[EXERCISE BRIEF]:
Should the entries contain pictures, leave them out and return exactly the lines from the first through the line holding "negative clicks: (36, 37)".

··· AVAILABLE RECORDS

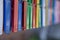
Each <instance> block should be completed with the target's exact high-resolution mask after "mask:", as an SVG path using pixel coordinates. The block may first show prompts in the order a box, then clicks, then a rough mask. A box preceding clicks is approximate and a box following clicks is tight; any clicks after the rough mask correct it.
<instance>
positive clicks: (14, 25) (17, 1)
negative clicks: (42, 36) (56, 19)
mask: <svg viewBox="0 0 60 40" xmlns="http://www.w3.org/2000/svg"><path fill="white" fill-rule="evenodd" d="M13 5H14V6H13V13H12V14H13V15H12V16H13V17H12V32H17V31H18V0H13Z"/></svg>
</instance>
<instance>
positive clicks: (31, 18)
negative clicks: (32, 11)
mask: <svg viewBox="0 0 60 40" xmlns="http://www.w3.org/2000/svg"><path fill="white" fill-rule="evenodd" d="M29 6H30V8H29V28H30V29H32V4H30V5H29Z"/></svg>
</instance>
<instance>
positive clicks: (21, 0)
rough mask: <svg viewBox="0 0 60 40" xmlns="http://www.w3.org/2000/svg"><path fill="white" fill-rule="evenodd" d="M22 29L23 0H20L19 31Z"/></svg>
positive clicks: (19, 12) (19, 10)
mask: <svg viewBox="0 0 60 40" xmlns="http://www.w3.org/2000/svg"><path fill="white" fill-rule="evenodd" d="M21 30H22V0H18V31H21Z"/></svg>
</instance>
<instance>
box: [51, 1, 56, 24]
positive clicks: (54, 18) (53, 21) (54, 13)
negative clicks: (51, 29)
mask: <svg viewBox="0 0 60 40" xmlns="http://www.w3.org/2000/svg"><path fill="white" fill-rule="evenodd" d="M55 1H56V0H52V11H53V13H52V24H54V21H55V17H54V14H55Z"/></svg>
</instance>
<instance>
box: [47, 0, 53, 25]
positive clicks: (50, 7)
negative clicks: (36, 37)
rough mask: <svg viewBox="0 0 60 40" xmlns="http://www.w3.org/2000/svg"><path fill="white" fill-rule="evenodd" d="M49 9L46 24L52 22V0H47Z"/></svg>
mask: <svg viewBox="0 0 60 40" xmlns="http://www.w3.org/2000/svg"><path fill="white" fill-rule="evenodd" d="M48 8H49V10H48V16H49V17H48V19H49V20H48V25H51V24H52V12H53V11H52V0H49V6H48Z"/></svg>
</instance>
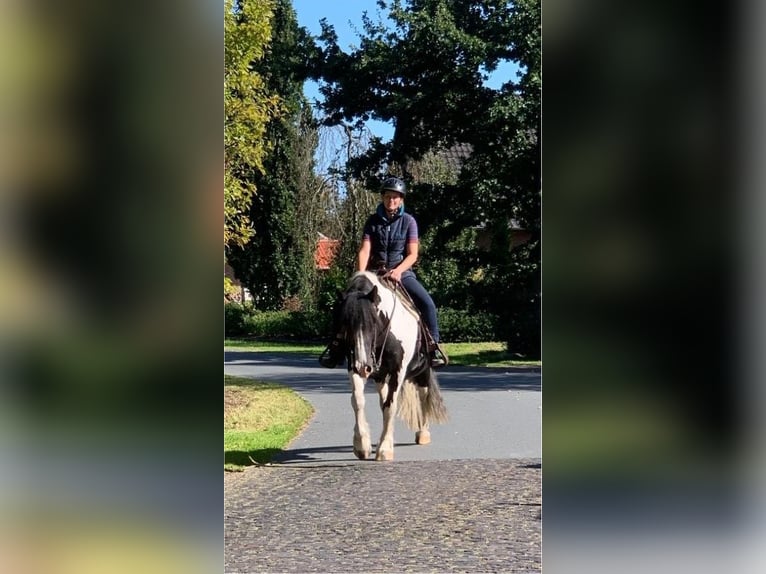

······

[WRITTEN ANSWER]:
Each <instance> block should be completed with the target's exact high-resolution mask after "mask:", as an SVG path using pixel coordinates. The block may first show prompts in the order a box, then clicks, then a rough mask. A box preceding clicks is approximate and a box following clicks is tight; any clicks after the rough mask correct it.
<instance>
positive clicks: (14, 25) (17, 1)
negative clicks: (42, 36) (56, 19)
mask: <svg viewBox="0 0 60 40" xmlns="http://www.w3.org/2000/svg"><path fill="white" fill-rule="evenodd" d="M13 5H14V6H13V13H12V14H13V15H12V16H13V17H12V32H17V31H18V0H13Z"/></svg>
</instance>
<instance>
positive clicks: (31, 18)
negative clicks: (32, 11)
mask: <svg viewBox="0 0 60 40" xmlns="http://www.w3.org/2000/svg"><path fill="white" fill-rule="evenodd" d="M29 6H30V8H29V28H30V29H32V4H30V5H29Z"/></svg>
</instance>
<instance>
positive clicks: (21, 0)
rough mask: <svg viewBox="0 0 60 40" xmlns="http://www.w3.org/2000/svg"><path fill="white" fill-rule="evenodd" d="M22 29L23 0H20L19 31Z"/></svg>
positive clicks: (19, 12) (19, 10)
mask: <svg viewBox="0 0 60 40" xmlns="http://www.w3.org/2000/svg"><path fill="white" fill-rule="evenodd" d="M21 30H22V0H18V31H21Z"/></svg>
</instance>
<instance>
box: [51, 1, 56, 24]
positive clicks: (54, 18) (53, 21) (54, 13)
negative clicks: (51, 29)
mask: <svg viewBox="0 0 60 40" xmlns="http://www.w3.org/2000/svg"><path fill="white" fill-rule="evenodd" d="M55 1H56V0H52V11H53V13H52V24H54V21H55V17H54V14H55Z"/></svg>
</instance>
<instance>
box: [47, 0, 53, 25]
positive clicks: (50, 7)
negative clicks: (36, 37)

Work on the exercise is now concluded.